| Instructions for the task |
Copy every row below word for word, leaving out the pictures.

(Excerpts from point annotation rows)
+ + + +

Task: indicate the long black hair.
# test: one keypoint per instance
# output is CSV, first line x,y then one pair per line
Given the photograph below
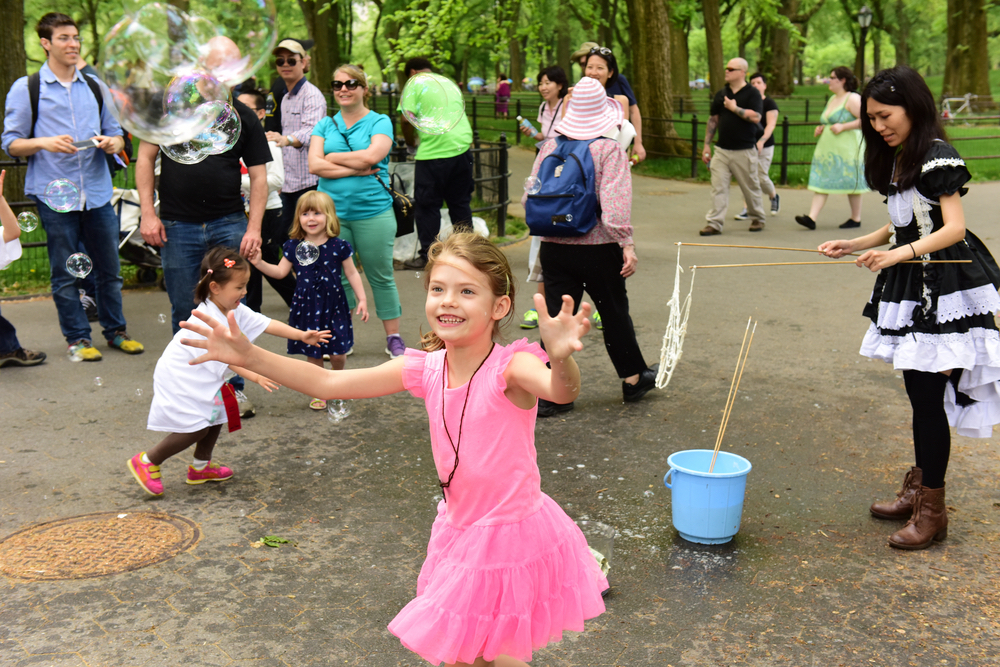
x,y
904,87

+ + + +

| Worked answer |
Task: indicate the long black hair.
# test: one keypoint per instance
# output is CSV, first line x,y then one pair per line
Given the photograph below
x,y
904,87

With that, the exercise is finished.